What is required | Quote verbatim the stretch of lines below that runs from the line containing "Exercise. Point out the baseball in" through the final line, including both ends.

Provided data |
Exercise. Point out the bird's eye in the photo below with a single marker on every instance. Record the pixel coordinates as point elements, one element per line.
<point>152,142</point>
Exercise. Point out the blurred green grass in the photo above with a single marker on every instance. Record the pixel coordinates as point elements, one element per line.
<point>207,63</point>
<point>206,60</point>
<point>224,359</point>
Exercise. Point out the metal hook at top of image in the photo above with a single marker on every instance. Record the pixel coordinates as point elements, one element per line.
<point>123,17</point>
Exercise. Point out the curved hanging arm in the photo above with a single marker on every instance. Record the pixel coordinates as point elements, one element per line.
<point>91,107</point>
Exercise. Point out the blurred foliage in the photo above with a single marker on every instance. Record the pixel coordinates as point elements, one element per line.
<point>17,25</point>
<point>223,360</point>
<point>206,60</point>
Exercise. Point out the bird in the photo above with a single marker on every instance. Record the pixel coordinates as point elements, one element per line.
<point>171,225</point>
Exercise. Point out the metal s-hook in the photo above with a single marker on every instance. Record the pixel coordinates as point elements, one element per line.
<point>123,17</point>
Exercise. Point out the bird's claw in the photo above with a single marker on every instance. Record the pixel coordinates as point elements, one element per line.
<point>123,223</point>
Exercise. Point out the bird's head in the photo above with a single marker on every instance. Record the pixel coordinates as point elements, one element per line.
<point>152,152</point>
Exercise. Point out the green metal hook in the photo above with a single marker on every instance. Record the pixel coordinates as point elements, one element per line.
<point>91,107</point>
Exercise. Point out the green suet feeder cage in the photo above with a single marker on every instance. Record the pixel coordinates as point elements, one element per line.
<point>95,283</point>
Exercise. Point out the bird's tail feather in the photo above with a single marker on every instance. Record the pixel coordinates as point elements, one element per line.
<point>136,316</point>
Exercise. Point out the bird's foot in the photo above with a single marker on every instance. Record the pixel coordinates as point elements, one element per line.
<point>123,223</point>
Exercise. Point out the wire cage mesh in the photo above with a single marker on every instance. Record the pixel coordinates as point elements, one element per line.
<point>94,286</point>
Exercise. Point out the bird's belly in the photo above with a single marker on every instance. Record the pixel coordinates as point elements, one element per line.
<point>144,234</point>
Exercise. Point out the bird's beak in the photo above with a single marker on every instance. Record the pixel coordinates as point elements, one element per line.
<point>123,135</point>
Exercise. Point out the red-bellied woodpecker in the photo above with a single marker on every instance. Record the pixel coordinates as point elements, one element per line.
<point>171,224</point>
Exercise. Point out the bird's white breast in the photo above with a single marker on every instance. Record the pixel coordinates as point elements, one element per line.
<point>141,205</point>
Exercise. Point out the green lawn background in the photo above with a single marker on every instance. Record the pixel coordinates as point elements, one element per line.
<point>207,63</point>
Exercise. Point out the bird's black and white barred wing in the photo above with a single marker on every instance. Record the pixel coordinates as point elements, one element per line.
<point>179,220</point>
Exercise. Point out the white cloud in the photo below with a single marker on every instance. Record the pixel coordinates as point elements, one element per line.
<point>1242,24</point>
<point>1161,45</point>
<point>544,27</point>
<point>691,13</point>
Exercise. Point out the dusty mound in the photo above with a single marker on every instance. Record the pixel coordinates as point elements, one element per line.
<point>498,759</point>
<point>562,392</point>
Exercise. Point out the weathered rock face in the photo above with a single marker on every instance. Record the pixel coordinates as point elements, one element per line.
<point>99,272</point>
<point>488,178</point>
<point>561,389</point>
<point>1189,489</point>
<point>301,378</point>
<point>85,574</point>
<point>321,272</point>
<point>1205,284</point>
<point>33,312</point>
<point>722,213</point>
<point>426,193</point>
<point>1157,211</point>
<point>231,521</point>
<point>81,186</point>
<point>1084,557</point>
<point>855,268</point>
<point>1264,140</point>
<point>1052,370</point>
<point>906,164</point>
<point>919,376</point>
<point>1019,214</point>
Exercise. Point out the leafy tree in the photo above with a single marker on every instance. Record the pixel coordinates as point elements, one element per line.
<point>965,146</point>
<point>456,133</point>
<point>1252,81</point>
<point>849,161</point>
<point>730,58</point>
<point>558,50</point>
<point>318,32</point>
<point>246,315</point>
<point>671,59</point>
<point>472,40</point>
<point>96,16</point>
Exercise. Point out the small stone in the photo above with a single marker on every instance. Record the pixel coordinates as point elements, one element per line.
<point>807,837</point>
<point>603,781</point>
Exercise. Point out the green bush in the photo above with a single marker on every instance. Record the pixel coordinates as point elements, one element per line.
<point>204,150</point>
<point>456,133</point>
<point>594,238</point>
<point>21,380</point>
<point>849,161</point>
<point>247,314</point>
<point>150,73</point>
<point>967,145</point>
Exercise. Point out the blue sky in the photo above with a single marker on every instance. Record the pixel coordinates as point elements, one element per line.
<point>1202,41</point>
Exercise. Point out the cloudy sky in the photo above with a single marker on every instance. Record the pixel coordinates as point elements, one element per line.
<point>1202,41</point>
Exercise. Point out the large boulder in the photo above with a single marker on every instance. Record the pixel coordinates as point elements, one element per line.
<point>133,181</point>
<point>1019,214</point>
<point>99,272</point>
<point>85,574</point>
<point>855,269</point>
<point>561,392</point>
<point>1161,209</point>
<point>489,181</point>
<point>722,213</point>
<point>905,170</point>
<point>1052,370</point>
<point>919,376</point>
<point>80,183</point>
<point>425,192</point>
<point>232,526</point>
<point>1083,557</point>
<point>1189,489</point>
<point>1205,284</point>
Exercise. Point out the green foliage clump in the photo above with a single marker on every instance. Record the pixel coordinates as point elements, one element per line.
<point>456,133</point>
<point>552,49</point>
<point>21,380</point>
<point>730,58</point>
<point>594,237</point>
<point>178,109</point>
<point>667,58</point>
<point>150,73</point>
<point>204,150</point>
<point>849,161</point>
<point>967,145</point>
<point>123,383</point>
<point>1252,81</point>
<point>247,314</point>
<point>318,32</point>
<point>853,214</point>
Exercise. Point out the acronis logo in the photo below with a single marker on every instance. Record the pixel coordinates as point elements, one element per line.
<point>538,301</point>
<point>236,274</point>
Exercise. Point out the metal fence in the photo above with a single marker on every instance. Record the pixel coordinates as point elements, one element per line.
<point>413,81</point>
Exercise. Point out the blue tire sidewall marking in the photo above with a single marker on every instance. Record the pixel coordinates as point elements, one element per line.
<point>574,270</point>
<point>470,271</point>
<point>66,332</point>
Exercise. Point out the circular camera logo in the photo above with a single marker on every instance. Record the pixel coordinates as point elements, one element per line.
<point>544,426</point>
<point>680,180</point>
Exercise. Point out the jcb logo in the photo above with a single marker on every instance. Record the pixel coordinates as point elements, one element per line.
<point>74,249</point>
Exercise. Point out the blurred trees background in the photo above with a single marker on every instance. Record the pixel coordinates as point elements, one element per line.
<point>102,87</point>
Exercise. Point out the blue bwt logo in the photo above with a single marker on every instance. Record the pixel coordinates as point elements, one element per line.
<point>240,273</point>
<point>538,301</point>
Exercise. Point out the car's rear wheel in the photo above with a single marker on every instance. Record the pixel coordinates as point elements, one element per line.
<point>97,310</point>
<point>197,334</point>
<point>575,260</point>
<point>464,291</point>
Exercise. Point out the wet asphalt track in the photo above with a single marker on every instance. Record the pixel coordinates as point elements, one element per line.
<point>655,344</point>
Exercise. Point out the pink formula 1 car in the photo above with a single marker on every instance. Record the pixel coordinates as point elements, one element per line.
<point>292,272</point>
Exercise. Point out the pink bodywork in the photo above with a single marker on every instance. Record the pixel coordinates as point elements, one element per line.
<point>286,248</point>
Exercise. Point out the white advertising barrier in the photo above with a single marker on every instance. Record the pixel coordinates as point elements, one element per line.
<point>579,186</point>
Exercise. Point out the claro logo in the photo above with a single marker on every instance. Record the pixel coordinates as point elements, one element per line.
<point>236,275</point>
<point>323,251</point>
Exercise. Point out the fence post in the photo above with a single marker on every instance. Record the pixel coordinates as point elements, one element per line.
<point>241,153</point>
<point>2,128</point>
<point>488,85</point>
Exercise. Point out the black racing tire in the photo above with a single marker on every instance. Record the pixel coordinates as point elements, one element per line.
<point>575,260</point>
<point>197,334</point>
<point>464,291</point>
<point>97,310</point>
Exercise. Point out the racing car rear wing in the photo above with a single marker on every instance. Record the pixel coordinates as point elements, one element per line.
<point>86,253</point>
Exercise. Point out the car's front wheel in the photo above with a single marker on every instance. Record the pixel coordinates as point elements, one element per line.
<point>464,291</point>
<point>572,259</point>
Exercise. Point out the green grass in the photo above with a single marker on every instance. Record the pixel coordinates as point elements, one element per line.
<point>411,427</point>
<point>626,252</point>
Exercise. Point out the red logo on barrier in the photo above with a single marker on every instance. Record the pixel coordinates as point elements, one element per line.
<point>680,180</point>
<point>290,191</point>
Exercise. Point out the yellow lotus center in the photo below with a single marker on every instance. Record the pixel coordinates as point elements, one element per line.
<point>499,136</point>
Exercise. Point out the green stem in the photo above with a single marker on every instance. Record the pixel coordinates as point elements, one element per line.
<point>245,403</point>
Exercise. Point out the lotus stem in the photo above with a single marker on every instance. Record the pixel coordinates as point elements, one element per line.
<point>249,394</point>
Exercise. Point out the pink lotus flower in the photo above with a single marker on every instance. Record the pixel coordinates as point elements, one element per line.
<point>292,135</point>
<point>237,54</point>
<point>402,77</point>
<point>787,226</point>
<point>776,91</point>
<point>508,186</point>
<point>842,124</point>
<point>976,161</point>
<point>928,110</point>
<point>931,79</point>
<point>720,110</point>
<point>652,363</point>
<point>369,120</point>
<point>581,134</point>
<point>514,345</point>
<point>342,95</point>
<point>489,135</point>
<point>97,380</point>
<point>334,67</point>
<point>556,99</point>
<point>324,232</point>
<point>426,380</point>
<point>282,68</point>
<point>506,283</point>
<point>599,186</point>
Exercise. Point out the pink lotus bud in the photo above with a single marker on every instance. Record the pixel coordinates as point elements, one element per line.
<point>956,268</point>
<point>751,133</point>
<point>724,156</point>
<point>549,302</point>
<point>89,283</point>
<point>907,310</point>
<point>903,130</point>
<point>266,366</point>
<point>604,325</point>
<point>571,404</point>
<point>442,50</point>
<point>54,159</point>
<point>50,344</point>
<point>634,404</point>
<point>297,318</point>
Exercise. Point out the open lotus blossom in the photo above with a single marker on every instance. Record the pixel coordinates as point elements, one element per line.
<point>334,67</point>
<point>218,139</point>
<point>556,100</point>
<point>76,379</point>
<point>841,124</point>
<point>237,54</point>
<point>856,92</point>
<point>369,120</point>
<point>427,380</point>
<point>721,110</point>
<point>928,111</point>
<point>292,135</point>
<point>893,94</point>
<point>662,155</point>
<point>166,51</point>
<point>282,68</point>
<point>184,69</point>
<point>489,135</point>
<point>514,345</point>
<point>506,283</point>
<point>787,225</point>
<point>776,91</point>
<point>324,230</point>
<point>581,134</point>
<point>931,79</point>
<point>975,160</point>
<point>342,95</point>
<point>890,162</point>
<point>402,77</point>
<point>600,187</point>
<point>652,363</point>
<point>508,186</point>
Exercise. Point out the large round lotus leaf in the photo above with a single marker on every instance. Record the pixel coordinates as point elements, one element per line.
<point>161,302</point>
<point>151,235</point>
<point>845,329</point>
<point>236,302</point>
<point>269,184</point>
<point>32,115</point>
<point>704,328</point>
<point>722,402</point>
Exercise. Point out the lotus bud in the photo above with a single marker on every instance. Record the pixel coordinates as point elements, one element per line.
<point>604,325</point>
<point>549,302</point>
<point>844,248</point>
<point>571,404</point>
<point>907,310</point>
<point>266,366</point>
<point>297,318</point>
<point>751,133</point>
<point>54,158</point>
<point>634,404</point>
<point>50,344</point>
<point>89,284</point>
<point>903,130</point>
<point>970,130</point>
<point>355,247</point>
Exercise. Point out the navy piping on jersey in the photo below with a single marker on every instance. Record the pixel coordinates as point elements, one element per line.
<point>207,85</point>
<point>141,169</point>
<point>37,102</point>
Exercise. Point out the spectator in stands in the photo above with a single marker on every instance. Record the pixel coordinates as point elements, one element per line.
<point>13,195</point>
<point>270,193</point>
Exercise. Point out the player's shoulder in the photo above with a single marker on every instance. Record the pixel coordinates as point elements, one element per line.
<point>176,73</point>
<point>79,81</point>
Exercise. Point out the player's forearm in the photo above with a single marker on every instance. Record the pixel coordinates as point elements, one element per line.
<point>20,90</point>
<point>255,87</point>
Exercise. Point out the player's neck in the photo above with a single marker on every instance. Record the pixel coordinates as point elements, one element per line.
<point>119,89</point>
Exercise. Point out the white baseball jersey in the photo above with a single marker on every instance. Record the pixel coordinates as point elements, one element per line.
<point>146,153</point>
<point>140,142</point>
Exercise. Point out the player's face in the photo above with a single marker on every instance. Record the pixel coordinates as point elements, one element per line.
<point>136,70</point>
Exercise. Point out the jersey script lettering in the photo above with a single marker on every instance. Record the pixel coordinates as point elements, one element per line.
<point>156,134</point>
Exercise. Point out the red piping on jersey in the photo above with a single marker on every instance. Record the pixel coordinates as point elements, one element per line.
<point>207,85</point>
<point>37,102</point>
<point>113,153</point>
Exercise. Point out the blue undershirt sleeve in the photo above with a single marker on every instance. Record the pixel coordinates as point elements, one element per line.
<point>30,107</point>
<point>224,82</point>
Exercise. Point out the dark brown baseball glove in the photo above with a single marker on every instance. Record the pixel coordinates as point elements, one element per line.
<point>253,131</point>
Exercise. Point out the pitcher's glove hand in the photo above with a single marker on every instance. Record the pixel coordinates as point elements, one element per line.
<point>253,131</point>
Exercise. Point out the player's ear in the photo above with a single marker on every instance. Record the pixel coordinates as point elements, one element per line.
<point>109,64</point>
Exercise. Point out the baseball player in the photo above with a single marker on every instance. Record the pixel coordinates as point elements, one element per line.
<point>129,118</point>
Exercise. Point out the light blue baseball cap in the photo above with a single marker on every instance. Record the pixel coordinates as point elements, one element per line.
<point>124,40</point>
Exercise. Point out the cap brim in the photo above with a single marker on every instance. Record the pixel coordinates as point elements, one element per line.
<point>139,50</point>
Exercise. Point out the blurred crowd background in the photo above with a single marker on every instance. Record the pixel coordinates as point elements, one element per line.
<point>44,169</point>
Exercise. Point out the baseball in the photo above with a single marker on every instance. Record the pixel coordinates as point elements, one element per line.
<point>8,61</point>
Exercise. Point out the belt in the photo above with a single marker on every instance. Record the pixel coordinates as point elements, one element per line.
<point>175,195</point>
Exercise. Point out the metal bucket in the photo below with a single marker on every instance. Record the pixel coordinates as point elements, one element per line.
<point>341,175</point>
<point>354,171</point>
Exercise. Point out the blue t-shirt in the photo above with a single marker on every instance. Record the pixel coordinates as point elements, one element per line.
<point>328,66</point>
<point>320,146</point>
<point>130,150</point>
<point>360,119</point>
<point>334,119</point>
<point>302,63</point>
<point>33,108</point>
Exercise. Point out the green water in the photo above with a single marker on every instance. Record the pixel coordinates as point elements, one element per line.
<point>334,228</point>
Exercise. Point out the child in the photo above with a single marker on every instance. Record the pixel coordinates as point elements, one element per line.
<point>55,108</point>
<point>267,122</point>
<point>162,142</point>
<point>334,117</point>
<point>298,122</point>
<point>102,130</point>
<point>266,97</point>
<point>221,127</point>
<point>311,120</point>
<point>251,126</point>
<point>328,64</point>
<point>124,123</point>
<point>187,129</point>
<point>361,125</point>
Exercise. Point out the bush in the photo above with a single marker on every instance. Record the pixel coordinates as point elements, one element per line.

Task result |
Exercise. Point out the baseball in the photo above with a single marker on every instance. Record the pixel coordinates as point elements, one element per line.
<point>8,61</point>
Exercise. Point out the belt in the photo above with a single marker on every instance. Record the pixel coordinates as point elements, one element per line.
<point>175,195</point>
Exercise. Point out the metal bucket in the photo below with a single marker on every instance. Record the pixel coordinates as point elements, one element per line.
<point>341,175</point>
<point>354,171</point>
Exercise. Point out the blue t-shirt in the photo above with a single marker on every instance. Record the pixel coordinates as point elements, one element per line.
<point>328,66</point>
<point>320,146</point>
<point>130,150</point>
<point>360,119</point>
<point>334,119</point>
<point>302,63</point>
<point>33,108</point>
Exercise. Point out the green water in the photo above with a single marker on every instance. Record the pixel coordinates as point elements, one element per line.
<point>334,228</point>
Exercise. Point out the child in the photo above with a single marker on every instance. Record the pixel coordinates as point elements, one element per line.
<point>55,108</point>
<point>267,122</point>
<point>162,142</point>
<point>334,117</point>
<point>298,122</point>
<point>102,130</point>
<point>266,97</point>
<point>221,127</point>
<point>311,120</point>
<point>251,126</point>
<point>328,64</point>
<point>124,123</point>
<point>187,129</point>
<point>361,125</point>
Exercise. Point out the bush in the photo above with a single marker on every instance. Record the pixel coordinates as point elements, one element per line.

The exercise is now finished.